-- BEGIN DATA ENTRIES --
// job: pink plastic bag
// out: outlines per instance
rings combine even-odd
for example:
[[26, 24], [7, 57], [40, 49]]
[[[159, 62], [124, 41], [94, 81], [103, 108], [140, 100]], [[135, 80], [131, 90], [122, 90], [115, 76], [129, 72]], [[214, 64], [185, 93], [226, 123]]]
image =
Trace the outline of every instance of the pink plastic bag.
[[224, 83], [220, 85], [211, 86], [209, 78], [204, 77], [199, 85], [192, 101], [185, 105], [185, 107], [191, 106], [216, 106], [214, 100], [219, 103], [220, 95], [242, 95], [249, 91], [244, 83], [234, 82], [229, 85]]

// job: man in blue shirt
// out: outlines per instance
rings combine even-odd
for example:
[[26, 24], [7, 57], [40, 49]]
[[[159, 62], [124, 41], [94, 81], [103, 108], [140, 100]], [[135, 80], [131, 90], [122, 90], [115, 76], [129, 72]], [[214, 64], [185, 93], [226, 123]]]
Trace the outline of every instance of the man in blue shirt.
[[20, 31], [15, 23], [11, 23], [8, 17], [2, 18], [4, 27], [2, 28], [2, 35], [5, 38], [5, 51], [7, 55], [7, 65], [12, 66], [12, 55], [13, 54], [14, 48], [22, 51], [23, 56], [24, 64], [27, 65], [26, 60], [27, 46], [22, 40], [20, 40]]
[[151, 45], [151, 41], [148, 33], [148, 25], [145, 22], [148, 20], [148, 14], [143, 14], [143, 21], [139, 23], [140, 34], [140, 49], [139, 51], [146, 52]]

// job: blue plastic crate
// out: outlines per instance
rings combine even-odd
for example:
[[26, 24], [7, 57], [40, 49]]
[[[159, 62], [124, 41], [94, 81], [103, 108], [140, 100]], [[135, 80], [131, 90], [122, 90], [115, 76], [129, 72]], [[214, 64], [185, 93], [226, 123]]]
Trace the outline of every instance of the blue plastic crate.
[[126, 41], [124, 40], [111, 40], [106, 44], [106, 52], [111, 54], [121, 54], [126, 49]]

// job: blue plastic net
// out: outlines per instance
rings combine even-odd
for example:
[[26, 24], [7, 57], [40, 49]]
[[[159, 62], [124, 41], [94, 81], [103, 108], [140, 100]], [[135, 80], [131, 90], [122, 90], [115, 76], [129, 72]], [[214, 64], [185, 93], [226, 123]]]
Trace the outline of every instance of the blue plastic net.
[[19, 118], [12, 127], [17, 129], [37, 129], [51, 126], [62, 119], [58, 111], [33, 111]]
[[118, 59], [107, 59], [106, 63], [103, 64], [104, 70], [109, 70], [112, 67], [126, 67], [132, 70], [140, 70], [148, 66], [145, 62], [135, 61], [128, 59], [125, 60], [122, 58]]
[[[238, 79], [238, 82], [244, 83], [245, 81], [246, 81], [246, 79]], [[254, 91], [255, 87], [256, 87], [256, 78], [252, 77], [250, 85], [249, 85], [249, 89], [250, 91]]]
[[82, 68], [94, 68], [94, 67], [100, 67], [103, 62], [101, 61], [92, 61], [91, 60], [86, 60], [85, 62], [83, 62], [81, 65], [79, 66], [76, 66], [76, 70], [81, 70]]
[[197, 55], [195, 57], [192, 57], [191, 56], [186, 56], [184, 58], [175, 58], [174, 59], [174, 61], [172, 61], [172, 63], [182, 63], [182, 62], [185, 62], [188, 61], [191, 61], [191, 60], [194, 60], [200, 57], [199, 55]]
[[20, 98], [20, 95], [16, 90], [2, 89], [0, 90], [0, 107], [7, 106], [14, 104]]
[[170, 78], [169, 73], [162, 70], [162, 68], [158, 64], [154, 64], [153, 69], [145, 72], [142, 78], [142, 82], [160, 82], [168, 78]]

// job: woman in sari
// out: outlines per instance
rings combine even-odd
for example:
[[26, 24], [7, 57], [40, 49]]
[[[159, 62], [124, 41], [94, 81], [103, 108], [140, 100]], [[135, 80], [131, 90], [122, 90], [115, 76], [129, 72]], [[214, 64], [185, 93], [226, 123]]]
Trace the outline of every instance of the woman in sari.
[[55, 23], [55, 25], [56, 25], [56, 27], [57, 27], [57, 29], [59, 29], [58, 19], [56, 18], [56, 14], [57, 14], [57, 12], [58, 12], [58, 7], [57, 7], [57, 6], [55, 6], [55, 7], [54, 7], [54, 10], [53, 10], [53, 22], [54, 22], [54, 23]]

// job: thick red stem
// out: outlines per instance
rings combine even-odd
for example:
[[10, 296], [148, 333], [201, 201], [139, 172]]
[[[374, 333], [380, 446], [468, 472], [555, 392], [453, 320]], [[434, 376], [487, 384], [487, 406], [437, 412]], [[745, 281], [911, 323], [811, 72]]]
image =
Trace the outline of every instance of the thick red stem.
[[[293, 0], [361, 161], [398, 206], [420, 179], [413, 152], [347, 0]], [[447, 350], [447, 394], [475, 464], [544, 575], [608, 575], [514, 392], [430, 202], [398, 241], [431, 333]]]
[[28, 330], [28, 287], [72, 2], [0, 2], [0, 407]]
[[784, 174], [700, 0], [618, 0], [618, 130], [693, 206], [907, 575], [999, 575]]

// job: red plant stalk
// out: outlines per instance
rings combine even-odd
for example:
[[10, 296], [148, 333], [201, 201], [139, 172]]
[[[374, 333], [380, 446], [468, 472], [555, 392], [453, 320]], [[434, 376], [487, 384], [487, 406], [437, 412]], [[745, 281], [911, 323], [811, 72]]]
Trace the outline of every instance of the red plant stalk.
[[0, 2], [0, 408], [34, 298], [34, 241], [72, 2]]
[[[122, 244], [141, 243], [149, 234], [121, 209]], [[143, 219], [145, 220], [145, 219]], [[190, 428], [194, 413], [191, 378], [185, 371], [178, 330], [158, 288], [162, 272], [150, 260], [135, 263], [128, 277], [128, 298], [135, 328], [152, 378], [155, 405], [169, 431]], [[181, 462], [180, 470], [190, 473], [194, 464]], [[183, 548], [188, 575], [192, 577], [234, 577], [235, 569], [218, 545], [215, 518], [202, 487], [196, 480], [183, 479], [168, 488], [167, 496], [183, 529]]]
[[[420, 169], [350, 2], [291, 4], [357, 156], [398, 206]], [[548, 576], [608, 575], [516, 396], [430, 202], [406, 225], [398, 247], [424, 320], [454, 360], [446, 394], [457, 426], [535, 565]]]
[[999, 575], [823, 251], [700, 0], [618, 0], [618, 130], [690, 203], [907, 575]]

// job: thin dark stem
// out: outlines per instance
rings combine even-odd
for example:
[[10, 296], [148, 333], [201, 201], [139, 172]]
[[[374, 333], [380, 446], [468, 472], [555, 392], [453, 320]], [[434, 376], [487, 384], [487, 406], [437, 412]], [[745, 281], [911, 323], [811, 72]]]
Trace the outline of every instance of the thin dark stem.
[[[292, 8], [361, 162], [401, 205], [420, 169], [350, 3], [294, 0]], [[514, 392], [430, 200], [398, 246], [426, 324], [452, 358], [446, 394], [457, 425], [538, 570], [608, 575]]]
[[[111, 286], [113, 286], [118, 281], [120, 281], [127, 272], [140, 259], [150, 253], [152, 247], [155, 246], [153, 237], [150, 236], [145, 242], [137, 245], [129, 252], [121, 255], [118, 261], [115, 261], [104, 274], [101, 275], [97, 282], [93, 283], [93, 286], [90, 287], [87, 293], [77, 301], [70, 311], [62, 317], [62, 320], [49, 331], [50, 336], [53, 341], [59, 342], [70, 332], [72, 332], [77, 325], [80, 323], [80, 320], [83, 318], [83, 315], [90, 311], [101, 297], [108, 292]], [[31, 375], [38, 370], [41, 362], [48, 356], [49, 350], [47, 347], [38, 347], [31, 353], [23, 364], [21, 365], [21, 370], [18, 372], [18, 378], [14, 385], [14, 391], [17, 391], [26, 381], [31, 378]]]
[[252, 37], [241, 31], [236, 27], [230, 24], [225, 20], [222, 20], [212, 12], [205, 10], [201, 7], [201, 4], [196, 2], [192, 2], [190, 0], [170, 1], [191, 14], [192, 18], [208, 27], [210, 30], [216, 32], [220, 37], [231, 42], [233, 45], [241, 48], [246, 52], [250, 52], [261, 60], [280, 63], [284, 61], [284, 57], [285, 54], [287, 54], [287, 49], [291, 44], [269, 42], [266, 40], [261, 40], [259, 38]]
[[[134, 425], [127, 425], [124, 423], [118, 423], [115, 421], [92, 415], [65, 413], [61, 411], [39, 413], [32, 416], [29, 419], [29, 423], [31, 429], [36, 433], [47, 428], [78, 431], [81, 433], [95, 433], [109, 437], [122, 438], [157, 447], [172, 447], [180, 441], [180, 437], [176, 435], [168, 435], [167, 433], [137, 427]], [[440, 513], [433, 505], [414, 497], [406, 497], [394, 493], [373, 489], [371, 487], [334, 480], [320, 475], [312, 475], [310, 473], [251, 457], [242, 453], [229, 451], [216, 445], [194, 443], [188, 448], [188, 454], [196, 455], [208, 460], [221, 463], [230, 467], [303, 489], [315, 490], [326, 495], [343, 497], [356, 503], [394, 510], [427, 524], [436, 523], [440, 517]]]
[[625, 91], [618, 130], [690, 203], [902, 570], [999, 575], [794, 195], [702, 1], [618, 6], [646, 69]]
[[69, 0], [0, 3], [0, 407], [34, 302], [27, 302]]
-- END DATA ENTRIES --
§ **EXERCISE DETAILS**
Pick out each line in the entries above that contains the word "Trace".

§ **THE RESULT**
Trace the outline of every instance of the pink plastic bag.
Trace the outline of every instance of the man in blue shirt.
Trace the outline of every instance of the blue plastic crate.
Trace the outline of every instance of the blue plastic net.
Trace the outline of every instance of the woman in sari.
Trace the outline of every instance of the thick red stem.
Trace the outline of every instance of the red plant stalk.
Trace the outline of every instance of the thin dark stem.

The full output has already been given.